SOURCE PASSAGE:
--- BEGIN ---

BAYCORP HOLDINGS, LTD.
NOTES TO CONSOLIDATED FINANCIAL STATEMENTS
DECEMBER 31, 2004

1. SUMMARY OF OPERATIONS, SIGNIFICANT TRANSACTIONS AND
ACCOUNTING POLICIES

A. THE COMPANY

BayCorp Holdings, Ltd. ("BayCorp" or the "Company") is an
unregulated holding company incorporated in Delaware in 1996. As
of December 31, 2004, BayCorp had five wholly owned subsidiaries
including Great Bay Power Marketing, Inc., Great Bay Hydro
Corporation, Nacogdoches Power, LLC, Nacogdoches Gas, LLC, and
BayCorp Ventures, LLC. BayCorp also held a majority interest in
HoustonStreet Exchange, Inc. as of December 31, 2004.

Until January 1, 2003, BayCorp had two principal operating
subsidiaries that generated and traded wholesale electricity,
Great Bay Power Corporation ("Great Bay") and Little Bay Power
Corporation ("Little Bay"). Their principal asset was a combined
15% joint ownership interest in the Seabrook Nuclear Power
Project in Seabrook, New Hampshire (the "Seabrook Project" or
"Seabrook") until November 1, 2002, when BayCorp sold Great Bay's
and Little Bay's interest in Seabrook. That ownership interest
entitled Great Bay and Little Bay to approximately 174 megawatts
("MWs") of the Seabrook Project's power output. In December
2002, BayCorp dissolved Great Bay and Little Bay.

In October 2002, BayCorp formed two subsidiaries, Great Bay
Power Marketing, Inc. ("Great Bay Power Marketing") and BayCorp
Ventures, LLC. ("BayCorp Ventures"). Great Bay Power Marketing,
incorporated in Maine as a wholly owned subsidiary, was created
to hold the purchased power agreement that Great Bay had with
Unitil Power Corporation ("Unitil") and to arrange for the power
supply to satisfy the agreement. See "Note 4. Purchased Power
Agreements." Effective January 1, 2003, Great Bay Power
Marketing assumed the Unitil contract and holds the letter of
credit established to secure Great Bay Power Marketing's
obligations under the Unitil contract. BayCorp formed BayCorp
Ventures, a Delaware limited liability company and a wholly owned
subsidiary, to serve as a vehicle through which the Company can
make investments following the Seabrook sale and the expiration
of the Company's tender offer that took place in 2003.

--- END ---

INFORMATION PROVIDED:
--- BEGIN ---

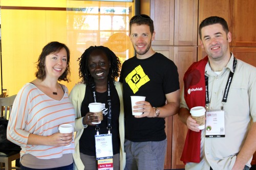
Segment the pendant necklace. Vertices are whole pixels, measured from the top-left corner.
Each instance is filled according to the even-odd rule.
[[[52,94],[54,94],[54,95],[58,95],[58,85],[57,85],[57,91],[56,92],[52,92]]]

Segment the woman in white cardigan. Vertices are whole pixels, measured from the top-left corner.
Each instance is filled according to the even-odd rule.
[[[103,46],[90,47],[79,60],[79,77],[84,83],[76,85],[70,94],[76,113],[74,169],[97,169],[94,139],[96,131],[95,124],[92,123],[99,120],[90,112],[88,105],[99,102],[105,107],[102,109],[103,120],[98,125],[99,132],[108,133],[107,117],[111,109],[114,169],[123,169],[125,154],[122,89],[120,83],[115,81],[119,76],[121,63],[112,51]],[[110,97],[108,96],[109,93]]]

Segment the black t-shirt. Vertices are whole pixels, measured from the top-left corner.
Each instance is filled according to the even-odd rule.
[[[113,154],[120,152],[120,139],[118,118],[120,114],[120,100],[117,91],[114,85],[110,87],[111,96],[111,124],[112,129],[111,133],[112,134],[112,145]],[[108,104],[108,91],[103,93],[96,92],[96,102],[103,103],[105,105],[102,110],[103,119],[100,124],[98,124],[100,128],[99,131],[100,134],[108,134],[106,129],[108,122],[108,113],[109,105]],[[81,114],[84,116],[89,112],[88,106],[89,103],[94,103],[94,99],[92,95],[92,89],[89,86],[86,87],[86,94],[81,106]],[[80,152],[84,154],[96,156],[95,153],[95,139],[96,134],[95,126],[88,126],[83,130],[83,132],[79,140]]]
[[[123,83],[125,138],[134,142],[165,139],[164,118],[135,118],[132,114],[131,96],[145,96],[152,107],[164,106],[165,94],[180,88],[174,63],[158,53],[145,59],[135,56],[123,63],[119,81]]]

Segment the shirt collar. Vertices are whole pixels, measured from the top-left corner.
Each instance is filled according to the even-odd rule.
[[[226,70],[228,70],[229,71],[231,71],[232,72],[233,72],[233,61],[234,60],[234,55],[233,55],[233,53],[231,53],[231,57],[229,59],[229,61],[227,63],[227,65],[223,68],[223,69],[222,70],[222,71],[223,71],[223,72],[226,71]],[[210,73],[210,72],[214,72],[214,71],[212,71],[211,70],[211,68],[210,66],[210,64],[209,64],[209,61],[208,61],[208,62],[206,64],[206,65],[205,66],[205,72],[206,74],[208,73],[208,74],[209,74],[209,73]]]

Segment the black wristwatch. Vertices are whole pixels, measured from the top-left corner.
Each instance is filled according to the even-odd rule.
[[[154,116],[154,117],[157,117],[159,116],[160,114],[160,110],[157,108],[157,107],[154,107],[155,109],[156,109],[156,116]]]

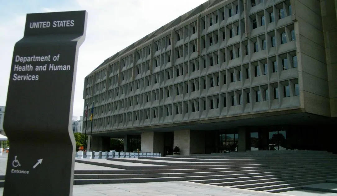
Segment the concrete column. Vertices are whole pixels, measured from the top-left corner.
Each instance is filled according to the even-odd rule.
[[[190,133],[189,130],[174,131],[173,147],[179,146],[181,155],[190,155]]]
[[[127,135],[124,136],[124,152],[127,152]]]
[[[91,138],[92,137],[92,138]],[[89,135],[88,137],[88,151],[108,151],[110,147],[110,137]],[[91,149],[90,147],[91,140]]]
[[[238,151],[245,152],[250,150],[250,133],[246,127],[242,127],[238,128],[239,131],[239,142],[238,144]]]
[[[142,133],[141,150],[143,152],[162,153],[164,151],[164,133],[149,132]]]

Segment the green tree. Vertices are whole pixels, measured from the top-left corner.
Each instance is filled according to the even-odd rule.
[[[76,150],[77,151],[80,146],[84,146],[85,141],[88,140],[88,136],[85,136],[80,133],[74,133],[74,137],[76,142]]]

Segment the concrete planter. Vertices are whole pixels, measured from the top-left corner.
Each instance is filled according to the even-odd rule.
[[[78,151],[77,152],[77,157],[76,159],[83,159],[84,153],[83,151]]]

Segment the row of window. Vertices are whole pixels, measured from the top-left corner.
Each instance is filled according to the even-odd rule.
[[[297,96],[299,95],[299,85],[298,83],[292,83],[293,85],[292,88],[290,88],[290,84],[288,83],[288,84],[283,86],[283,94],[284,97],[290,97],[291,96]],[[271,86],[273,86],[273,85]],[[290,94],[290,89],[292,89],[293,93],[292,95]],[[264,101],[267,101],[269,100],[270,98],[272,99],[279,99],[279,87],[276,86],[275,87],[273,87],[272,88],[272,94],[270,95],[269,89],[263,89],[262,88],[254,90],[254,102],[258,102]],[[248,91],[248,92],[247,92]],[[237,92],[230,92],[227,93],[227,96],[226,96],[225,94],[221,94],[220,95],[216,95],[215,96],[209,96],[208,97],[201,97],[200,99],[198,99],[194,100],[191,100],[189,101],[184,101],[181,102],[177,102],[172,104],[165,105],[161,106],[159,106],[163,110],[163,114],[166,113],[166,116],[171,116],[172,115],[174,112],[176,114],[180,114],[182,113],[186,113],[189,112],[198,112],[202,110],[203,111],[206,110],[207,108],[211,110],[219,108],[221,108],[226,107],[227,106],[227,104],[230,104],[231,106],[234,106],[238,105],[242,105],[244,102],[247,104],[250,103],[251,102],[251,97],[250,95],[250,92],[249,89],[244,89],[242,91],[242,93],[238,93]],[[244,98],[244,96],[246,96]],[[229,102],[227,102],[227,98],[228,97],[231,99]],[[244,100],[245,99],[245,100]],[[183,103],[184,103],[183,104]],[[139,104],[136,104],[138,105]],[[123,109],[123,102],[119,101],[118,103],[114,102],[109,106],[107,106],[104,108],[104,106],[100,107],[99,109],[95,110],[95,115],[97,115],[100,113],[103,113],[104,111],[106,112],[110,112],[111,111],[118,110],[119,109]],[[130,105],[130,106],[132,106]],[[105,109],[104,109],[104,108]],[[152,109],[153,108],[152,108]],[[159,116],[158,114],[158,108],[155,108],[156,110],[156,112],[153,112],[153,118],[157,118]],[[173,109],[175,109],[173,111]],[[147,119],[149,117],[149,111],[151,109],[150,108],[144,109],[144,111],[147,111],[146,113],[144,116],[145,118]],[[184,111],[183,111],[183,110]],[[137,112],[141,110],[137,110],[133,112]],[[138,116],[138,115],[137,115]],[[135,120],[138,120],[138,117],[135,116]],[[131,120],[130,120],[131,121]]]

--- END ---

EXERCISE SET:
- a) Answer these questions using the BayCorp financial notes:
(i) In what state and in what year was BayCorp incorporated?
(ii) About how many megawatts of the Seabrook Project's power output did the ownership interest entitle Great Bay and Little Bay to?
(iii) In what state was Great Bay Power Marketing incorporated?
- b) Go on with the BayCorp financial notes from the point where they stop.

RESPONSE LIST:
- a)
(i) Delaware, in 1996.
(ii) Approximately 174 megawatts.
(iii) Maine.

- b)
In September 2003, BayCorp formed Great Bay Hydro Corporation
("Great Bay Hydro"), a New Hampshire corporation, as a wholly
owned subsidiary. Great Bay Hydro entered into a purchase and
sale agreement, dated as of October 30, 2003, with Citizens
Communications Company ("Citizens") to acquire the generating
facilities in Vermont owned by the Vermont Electric Division of
Citizens. Great Bay Hydro completed the acquisition and assumed
operating responsibility of the generating facilities on April 1,
2004. The generating facilities include an operating
hydroelectric facility of approximately 4 megawatts located in
Newport, Vermont, diesel engine generators totaling approximately
7 megawatts located in Newport, Vermont and non-operating
hydroelectric facilities in Troy and West Charleston, Vermont.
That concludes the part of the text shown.